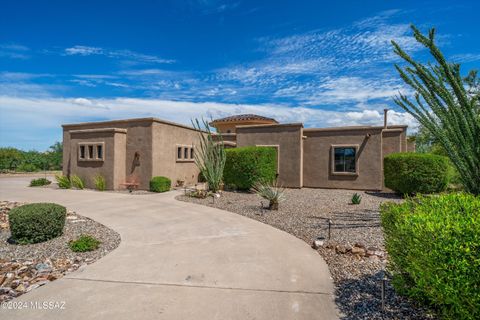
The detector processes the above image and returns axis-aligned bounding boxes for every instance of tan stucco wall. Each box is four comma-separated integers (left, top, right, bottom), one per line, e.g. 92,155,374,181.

303,128,384,190
151,122,202,187
236,124,303,188
63,130,126,190
63,119,154,190
382,130,402,156
213,120,278,134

* [EXERCISE REQUIREMENTS] No picture belongs in the answer; the rest of the records must be repeated exactly.

* [SOLUTION TO THIS TASK]
The detector processes the above image and returns axis-aligned bounding boxes for every instance of tan stucco wall. Each box is four comma-separated integers (left, top, right, bottom), one per line, e.g. 92,155,374,181.

303,128,384,190
151,122,202,187
236,124,303,188
63,130,126,190
63,119,154,190
382,130,402,156
213,120,278,134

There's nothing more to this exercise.